Éramos janistas e pichamos as ruas de Natal com a vassoura do doido. Felinto
Rodrigues estava no bando, discretamente, é verdade, e Efrem Lima chefiava um
escritório da campanha montado num segundo andar da Princesa Isabel esquina
quase com o Grande Ponto.
Terminada a campanha,
Talis voltou para a sua Limoeiro, em Pernambuco, onde moravam seus pais. Depois
radicou-se em Recife, continuou agitando as massas, foi secretário do Governo
Antonio Farias, enveredou pela publicidade, amou várias mulheres e continuou
sonhando na poesia. Quando dá na telha, vem bater no mar da Praia de Cotovelo,
agasalhado na casa do primo Cacau, filho do tio Nei Marinho, de saudosíssima
memória.

★ ★ ★ ★ ★ ★ ★

O que se pede:
1 - Liste todas as pessoas citadas pelo nome no trecho fornecido, sem contar nomes de ruas.
2 - Identifique e copie cada linha dos registros em que aparece a palavra "each". A diferença entre maiúsculas e minúsculas deve ser respeitada.

Registros listados:

★ ★ ★ ★ ★ ★ ★

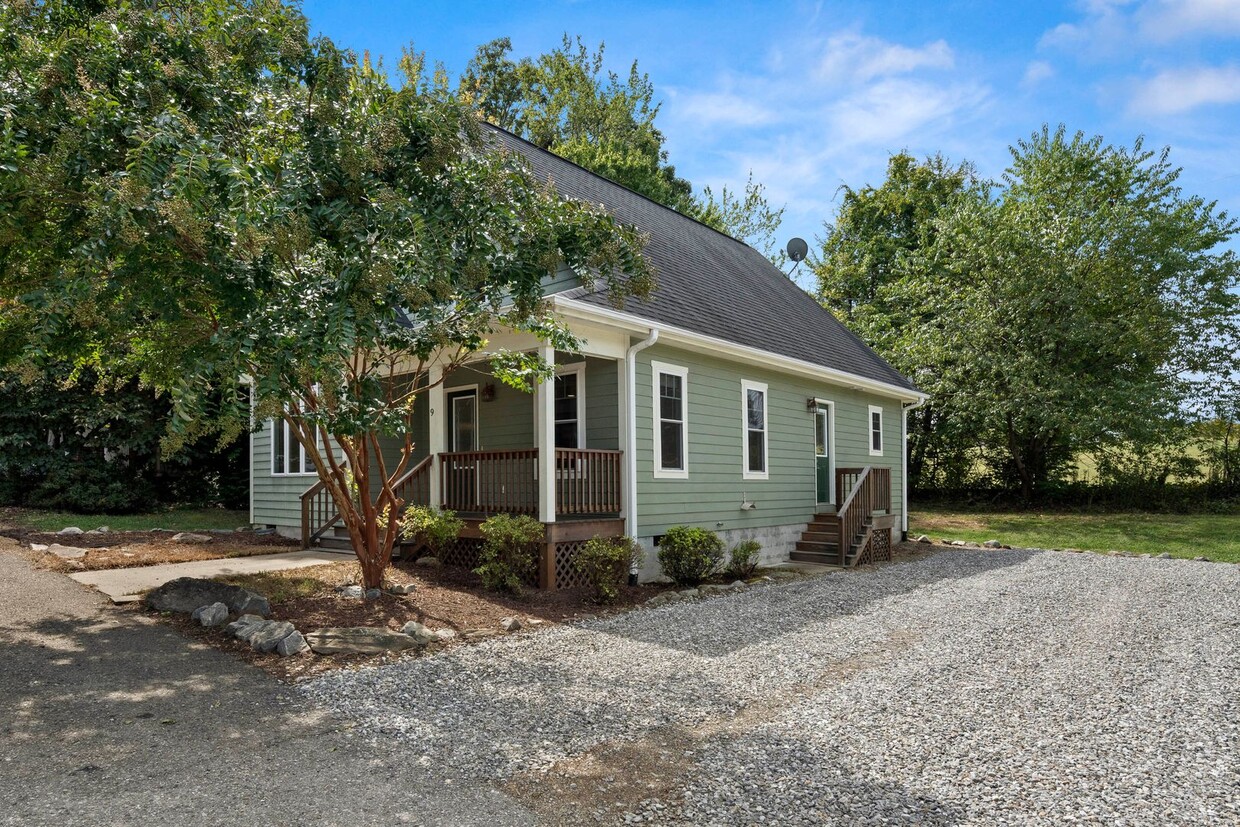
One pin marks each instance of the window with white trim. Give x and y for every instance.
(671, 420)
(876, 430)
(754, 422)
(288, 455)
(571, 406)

★ ★ ★ ★ ★ ★ ★

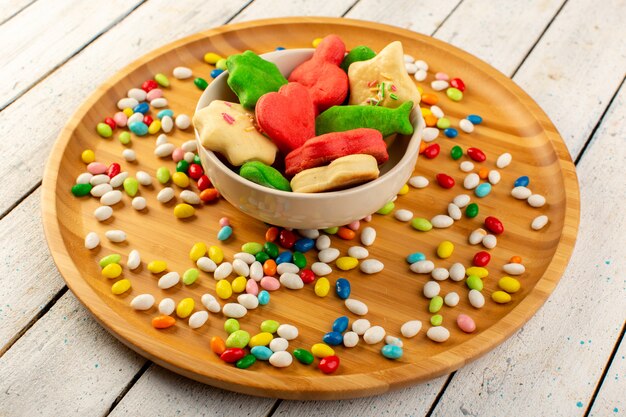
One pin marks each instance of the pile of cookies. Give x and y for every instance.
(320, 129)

★ ★ ★ ★ ★ ★ ★

Respostas do exercício:
1 - Felinto Rodrigues, Efrem Lima, Talis, Antonio Farias, Cacau e Nei Marinho.

2 -
One pin marks each instance of the window with white trim. Give x and y for every instance.
One pin marks each instance of the pile of cookies. Give x and y for every instance.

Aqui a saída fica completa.